= Beginning of Section =

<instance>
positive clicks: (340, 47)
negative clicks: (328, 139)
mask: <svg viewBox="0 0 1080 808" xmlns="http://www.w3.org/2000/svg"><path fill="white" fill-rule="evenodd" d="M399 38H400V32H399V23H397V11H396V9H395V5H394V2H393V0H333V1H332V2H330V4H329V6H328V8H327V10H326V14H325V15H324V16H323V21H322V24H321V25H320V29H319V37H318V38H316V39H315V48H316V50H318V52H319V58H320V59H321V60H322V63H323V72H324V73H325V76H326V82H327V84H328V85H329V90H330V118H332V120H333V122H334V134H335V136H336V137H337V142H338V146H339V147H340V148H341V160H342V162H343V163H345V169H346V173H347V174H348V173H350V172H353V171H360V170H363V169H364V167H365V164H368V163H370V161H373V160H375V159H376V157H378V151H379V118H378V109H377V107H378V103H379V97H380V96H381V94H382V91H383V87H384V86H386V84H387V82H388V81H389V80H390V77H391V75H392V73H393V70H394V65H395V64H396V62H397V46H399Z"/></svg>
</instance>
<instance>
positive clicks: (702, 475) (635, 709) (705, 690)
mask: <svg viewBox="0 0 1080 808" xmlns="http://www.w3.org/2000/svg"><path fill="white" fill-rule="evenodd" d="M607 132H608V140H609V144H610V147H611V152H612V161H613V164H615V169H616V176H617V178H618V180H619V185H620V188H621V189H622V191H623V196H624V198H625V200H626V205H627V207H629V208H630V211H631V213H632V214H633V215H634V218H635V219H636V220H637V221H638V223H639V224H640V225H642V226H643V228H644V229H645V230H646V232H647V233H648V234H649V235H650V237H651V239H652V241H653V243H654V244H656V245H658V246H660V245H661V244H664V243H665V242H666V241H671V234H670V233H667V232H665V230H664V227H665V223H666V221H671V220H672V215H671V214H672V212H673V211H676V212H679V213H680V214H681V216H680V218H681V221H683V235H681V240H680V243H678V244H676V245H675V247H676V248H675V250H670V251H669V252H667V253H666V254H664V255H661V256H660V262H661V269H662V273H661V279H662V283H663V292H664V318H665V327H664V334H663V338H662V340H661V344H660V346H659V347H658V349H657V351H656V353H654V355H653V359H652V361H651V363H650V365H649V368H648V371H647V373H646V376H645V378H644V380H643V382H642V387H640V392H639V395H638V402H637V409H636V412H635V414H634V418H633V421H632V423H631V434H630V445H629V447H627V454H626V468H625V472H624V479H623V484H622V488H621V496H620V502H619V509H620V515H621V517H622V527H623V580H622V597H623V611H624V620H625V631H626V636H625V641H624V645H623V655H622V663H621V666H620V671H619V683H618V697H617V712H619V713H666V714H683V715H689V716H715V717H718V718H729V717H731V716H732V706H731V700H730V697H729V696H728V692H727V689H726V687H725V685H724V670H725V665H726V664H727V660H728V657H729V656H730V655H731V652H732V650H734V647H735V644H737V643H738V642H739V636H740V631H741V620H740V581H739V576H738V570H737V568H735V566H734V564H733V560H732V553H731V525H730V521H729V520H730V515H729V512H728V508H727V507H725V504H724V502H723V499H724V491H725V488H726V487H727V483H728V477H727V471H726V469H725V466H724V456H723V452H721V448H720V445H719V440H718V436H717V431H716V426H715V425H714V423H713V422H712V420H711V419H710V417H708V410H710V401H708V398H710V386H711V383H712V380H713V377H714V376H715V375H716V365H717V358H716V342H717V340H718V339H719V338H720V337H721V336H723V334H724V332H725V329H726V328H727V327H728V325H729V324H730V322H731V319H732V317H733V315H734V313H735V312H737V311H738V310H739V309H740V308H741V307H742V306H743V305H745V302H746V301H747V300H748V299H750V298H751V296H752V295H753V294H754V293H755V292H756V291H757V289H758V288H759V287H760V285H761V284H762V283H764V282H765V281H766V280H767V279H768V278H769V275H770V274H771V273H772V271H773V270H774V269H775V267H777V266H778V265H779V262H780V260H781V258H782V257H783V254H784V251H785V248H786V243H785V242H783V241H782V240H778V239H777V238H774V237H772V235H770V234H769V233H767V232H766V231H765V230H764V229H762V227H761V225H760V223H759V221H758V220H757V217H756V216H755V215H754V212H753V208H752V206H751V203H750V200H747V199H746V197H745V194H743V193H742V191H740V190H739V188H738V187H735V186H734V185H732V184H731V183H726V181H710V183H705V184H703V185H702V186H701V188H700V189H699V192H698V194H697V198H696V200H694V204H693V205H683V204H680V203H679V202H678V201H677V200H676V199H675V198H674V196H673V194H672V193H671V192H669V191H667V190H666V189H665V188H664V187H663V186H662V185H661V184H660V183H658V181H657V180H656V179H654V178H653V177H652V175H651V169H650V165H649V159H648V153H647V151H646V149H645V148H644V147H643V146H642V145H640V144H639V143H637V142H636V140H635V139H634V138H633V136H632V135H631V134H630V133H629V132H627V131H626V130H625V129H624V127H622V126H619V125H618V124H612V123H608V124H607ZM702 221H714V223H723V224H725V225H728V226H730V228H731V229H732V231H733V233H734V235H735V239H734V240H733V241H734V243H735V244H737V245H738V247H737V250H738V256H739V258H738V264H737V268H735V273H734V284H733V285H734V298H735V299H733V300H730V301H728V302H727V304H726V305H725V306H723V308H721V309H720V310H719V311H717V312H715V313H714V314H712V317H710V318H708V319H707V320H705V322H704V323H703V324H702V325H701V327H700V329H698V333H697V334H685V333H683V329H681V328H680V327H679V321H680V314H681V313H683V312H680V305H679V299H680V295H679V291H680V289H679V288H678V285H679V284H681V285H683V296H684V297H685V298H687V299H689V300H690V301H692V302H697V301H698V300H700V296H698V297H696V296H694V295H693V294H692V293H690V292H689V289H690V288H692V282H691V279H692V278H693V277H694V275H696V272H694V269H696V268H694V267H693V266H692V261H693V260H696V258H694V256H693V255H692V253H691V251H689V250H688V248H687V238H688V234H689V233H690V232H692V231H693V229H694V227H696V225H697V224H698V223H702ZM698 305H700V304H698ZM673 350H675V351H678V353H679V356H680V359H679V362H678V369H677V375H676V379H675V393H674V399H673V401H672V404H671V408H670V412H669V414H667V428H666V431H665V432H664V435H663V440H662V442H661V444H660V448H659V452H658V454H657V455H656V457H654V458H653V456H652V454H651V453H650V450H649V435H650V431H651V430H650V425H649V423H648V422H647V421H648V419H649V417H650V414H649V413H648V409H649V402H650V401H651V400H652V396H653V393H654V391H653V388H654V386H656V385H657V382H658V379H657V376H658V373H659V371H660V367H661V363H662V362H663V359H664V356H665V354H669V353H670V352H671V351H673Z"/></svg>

= End of Section =

# What to do:
Copy out every line from the records that has the word "clicks".

# Finished task:
positive clicks: (340, 47)
negative clicks: (328, 139)
positive clicks: (702, 475) (635, 709) (705, 690)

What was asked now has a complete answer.